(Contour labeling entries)
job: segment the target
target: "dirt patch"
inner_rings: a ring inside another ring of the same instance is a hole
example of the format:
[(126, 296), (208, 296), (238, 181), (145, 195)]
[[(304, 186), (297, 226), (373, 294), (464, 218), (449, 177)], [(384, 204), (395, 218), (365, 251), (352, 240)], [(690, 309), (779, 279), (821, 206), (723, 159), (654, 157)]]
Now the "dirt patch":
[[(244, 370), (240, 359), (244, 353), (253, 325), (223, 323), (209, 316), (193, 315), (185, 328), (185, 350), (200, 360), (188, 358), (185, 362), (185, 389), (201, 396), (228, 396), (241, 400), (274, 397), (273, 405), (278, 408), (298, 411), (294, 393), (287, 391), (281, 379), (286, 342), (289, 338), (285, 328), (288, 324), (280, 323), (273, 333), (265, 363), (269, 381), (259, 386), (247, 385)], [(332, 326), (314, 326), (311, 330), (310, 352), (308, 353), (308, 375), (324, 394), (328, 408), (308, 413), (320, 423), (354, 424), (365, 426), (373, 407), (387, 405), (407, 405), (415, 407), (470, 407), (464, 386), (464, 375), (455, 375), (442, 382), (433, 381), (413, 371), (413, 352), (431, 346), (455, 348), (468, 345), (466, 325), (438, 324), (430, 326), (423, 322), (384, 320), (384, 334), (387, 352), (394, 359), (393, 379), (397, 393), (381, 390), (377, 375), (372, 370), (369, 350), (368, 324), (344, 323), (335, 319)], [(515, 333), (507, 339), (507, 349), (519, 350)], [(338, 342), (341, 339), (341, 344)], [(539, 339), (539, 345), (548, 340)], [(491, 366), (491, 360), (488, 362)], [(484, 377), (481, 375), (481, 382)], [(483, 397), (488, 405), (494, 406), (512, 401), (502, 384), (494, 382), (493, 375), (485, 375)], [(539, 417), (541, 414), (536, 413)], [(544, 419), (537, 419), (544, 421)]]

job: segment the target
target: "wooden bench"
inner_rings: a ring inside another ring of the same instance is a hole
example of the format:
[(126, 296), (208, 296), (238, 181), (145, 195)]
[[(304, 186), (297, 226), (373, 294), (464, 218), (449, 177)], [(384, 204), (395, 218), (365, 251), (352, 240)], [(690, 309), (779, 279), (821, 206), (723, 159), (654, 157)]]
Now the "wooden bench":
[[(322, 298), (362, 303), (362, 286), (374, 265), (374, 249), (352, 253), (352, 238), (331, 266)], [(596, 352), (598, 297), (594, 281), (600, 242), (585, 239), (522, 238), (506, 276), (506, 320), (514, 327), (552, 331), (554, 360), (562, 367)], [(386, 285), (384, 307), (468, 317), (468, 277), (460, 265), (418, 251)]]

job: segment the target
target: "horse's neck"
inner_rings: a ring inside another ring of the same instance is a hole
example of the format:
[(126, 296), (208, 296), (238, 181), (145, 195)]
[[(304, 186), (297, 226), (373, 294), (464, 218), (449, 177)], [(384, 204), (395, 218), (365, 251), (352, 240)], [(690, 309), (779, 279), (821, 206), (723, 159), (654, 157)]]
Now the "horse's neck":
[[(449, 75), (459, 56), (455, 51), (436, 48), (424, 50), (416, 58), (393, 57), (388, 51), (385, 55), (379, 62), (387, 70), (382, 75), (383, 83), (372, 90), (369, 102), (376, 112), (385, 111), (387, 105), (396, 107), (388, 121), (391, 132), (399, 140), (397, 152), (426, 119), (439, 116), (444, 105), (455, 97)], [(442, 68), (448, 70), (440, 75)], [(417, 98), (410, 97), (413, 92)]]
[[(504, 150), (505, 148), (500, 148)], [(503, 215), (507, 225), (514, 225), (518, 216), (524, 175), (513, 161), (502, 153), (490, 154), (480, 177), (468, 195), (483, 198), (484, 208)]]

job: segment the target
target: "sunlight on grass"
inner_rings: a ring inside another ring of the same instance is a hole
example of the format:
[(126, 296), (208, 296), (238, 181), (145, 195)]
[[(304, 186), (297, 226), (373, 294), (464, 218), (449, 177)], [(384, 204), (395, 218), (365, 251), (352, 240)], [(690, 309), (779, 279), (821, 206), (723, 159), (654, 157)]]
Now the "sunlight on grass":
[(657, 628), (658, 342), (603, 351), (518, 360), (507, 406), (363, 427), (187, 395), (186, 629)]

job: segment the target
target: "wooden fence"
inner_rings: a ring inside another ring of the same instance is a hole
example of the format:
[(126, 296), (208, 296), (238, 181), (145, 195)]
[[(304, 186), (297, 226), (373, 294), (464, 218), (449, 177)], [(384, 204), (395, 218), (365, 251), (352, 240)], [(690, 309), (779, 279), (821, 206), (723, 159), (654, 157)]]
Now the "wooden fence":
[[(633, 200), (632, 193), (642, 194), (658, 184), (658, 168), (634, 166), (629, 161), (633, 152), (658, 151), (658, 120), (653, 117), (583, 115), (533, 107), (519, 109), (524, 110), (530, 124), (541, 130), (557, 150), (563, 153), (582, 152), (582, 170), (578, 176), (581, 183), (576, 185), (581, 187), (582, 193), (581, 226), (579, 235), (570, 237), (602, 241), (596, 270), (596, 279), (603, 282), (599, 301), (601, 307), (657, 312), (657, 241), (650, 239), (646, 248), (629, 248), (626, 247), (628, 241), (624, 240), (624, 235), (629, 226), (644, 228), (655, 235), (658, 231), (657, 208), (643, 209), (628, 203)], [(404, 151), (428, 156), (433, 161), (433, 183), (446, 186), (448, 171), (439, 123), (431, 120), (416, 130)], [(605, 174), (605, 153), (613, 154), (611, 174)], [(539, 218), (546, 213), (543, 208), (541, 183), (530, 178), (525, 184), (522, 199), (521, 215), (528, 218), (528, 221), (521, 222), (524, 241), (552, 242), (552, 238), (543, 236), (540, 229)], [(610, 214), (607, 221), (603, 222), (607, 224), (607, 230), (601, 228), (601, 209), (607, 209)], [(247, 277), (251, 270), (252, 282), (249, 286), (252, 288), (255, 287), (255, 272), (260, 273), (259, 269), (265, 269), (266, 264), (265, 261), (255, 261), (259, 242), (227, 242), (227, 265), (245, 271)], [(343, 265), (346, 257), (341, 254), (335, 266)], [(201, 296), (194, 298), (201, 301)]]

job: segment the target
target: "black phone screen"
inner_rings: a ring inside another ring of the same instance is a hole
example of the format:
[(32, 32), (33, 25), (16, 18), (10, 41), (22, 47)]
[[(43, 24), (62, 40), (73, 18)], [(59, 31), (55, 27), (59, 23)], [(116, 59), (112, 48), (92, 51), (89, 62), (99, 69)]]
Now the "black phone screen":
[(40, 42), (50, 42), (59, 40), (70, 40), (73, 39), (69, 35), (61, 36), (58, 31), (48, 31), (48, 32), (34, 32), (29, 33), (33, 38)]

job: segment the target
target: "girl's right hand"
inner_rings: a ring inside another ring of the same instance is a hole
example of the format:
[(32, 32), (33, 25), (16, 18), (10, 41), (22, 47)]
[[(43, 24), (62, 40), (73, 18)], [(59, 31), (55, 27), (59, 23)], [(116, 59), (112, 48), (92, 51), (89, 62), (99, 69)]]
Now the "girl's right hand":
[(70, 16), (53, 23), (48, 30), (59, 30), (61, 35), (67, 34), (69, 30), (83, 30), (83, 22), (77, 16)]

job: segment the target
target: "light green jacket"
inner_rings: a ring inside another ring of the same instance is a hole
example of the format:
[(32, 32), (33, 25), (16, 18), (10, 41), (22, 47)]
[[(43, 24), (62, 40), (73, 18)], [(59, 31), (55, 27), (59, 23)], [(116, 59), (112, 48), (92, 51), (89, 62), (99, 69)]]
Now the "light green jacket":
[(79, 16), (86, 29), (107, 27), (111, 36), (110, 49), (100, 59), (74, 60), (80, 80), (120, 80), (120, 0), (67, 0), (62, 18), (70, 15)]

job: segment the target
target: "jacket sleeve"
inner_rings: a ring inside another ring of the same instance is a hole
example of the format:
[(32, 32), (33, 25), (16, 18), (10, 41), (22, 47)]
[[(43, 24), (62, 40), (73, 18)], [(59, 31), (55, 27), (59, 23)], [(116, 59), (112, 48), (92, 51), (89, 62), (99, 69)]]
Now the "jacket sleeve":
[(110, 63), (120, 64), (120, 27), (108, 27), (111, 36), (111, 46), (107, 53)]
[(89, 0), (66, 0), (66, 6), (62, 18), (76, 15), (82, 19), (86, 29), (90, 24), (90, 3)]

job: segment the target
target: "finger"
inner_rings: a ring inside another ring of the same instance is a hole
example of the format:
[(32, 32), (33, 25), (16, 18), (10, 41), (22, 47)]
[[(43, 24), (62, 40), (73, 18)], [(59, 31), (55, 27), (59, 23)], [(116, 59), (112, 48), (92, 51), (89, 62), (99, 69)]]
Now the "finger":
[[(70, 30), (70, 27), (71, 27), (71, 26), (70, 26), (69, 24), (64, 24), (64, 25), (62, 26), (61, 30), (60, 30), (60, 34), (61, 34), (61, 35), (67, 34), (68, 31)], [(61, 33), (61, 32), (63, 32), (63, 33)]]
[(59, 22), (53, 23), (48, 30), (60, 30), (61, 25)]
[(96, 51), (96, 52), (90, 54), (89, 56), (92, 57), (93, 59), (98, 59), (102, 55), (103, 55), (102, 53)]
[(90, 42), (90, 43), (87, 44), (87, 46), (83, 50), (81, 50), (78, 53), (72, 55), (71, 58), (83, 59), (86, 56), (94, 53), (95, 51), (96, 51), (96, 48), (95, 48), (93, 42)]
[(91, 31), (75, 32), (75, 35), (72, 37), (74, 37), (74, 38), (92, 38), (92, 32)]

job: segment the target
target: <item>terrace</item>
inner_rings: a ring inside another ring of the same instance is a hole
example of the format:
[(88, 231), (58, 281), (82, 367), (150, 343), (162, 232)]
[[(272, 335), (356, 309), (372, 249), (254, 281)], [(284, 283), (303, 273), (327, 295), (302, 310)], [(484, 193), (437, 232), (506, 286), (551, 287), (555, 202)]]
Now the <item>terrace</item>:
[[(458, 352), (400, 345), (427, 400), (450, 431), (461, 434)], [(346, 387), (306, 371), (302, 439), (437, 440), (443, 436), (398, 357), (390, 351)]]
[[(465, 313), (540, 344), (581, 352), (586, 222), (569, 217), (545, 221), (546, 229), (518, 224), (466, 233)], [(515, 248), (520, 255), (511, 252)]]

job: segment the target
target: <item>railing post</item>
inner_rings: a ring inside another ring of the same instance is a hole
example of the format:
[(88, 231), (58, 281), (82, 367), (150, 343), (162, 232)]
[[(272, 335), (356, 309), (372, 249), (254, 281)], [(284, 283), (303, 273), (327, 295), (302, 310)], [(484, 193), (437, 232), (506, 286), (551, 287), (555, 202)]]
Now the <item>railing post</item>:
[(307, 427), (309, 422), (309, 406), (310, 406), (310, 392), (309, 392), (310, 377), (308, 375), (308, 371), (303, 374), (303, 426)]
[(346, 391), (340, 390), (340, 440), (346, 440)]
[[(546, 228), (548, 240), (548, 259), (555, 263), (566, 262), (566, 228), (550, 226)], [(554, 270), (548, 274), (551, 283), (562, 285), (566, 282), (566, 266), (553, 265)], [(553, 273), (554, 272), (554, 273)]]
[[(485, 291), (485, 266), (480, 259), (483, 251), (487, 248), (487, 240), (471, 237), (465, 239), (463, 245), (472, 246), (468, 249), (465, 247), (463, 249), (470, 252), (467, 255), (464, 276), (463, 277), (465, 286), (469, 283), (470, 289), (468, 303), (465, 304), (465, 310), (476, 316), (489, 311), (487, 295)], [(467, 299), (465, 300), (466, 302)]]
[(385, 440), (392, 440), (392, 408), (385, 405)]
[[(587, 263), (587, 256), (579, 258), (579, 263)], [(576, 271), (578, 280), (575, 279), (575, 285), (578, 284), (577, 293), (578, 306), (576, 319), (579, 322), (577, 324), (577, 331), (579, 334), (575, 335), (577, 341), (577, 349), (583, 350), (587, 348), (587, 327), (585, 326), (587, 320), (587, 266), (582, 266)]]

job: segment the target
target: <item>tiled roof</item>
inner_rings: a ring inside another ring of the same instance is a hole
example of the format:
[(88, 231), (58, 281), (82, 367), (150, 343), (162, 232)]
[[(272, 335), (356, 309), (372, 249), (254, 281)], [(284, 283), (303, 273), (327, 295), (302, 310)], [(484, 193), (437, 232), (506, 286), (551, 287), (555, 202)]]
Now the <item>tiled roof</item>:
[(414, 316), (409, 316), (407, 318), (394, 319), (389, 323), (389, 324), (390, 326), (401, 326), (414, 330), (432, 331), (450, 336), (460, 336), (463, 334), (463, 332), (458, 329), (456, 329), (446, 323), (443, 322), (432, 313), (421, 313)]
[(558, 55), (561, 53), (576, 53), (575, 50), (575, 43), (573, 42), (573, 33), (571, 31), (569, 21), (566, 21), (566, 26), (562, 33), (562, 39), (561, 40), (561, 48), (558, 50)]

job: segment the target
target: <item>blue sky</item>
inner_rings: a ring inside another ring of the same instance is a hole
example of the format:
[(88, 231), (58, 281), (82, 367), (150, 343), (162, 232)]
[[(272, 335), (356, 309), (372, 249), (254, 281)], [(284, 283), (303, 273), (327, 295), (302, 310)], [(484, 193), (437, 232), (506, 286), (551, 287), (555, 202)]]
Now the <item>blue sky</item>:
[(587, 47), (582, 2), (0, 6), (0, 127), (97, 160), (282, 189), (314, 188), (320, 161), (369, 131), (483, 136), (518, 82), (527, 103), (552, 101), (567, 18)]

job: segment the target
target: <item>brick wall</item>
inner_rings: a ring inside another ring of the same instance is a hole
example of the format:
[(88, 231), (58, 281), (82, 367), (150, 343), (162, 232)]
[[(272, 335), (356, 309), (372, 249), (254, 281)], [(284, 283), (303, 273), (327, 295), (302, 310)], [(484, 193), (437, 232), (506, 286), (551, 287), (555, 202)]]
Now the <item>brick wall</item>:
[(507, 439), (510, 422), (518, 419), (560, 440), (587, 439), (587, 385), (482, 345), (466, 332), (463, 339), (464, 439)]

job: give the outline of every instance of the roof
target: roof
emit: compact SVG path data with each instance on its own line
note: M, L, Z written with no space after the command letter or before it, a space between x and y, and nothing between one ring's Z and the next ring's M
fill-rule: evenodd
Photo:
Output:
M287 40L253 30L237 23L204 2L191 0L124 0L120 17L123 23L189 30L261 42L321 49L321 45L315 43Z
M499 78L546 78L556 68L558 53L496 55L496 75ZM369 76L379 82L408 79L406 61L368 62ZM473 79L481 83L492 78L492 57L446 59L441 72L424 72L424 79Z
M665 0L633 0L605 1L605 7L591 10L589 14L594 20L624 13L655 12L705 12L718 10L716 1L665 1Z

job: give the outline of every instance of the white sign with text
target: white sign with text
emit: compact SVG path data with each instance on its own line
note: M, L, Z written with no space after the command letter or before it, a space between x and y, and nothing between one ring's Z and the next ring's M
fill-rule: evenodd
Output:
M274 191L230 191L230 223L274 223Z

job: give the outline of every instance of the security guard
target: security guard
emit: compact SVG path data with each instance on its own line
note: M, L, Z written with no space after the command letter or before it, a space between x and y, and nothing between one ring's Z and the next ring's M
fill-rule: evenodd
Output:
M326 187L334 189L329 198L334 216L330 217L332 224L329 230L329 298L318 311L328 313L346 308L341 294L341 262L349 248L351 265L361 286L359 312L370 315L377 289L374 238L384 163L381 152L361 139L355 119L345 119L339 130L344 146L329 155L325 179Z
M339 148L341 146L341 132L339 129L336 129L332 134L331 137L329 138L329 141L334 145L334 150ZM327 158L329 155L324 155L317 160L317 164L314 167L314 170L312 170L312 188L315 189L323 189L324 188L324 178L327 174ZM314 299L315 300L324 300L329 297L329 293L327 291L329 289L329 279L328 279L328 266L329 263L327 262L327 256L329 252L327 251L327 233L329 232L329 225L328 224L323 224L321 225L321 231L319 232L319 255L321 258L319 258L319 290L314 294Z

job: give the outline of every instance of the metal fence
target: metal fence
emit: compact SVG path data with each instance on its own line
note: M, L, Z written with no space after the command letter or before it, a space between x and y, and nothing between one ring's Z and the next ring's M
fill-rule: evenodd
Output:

AIM →
Nothing outside the span should appear: transcribe the lines from the one containing "job: give the outline of every instance of the metal" through the last line of the records.

WORKED SOLUTION →
job: give the outline of every instance of the metal fence
target: metal fence
emit: compact SVG path data with each instance on its own line
note: M, L, Z written with no space after the command letter or before it, a space between x and y, and nothing between one ring's Z and the next ring's M
fill-rule: evenodd
Output:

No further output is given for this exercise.